*Task item*. Give back all of the data exactly as written.

Top of Data supplied

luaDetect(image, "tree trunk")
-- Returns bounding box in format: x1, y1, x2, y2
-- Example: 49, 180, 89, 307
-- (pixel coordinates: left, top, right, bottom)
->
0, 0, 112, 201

Bottom of Data supplied

*Solution to the exercise*.
luaDetect(image, "tree trunk")
-- Returns bounding box in format: x1, y1, x2, y2
-- Example: 49, 180, 89, 307
-- (pixel coordinates: left, top, right, bottom)
->
0, 0, 112, 201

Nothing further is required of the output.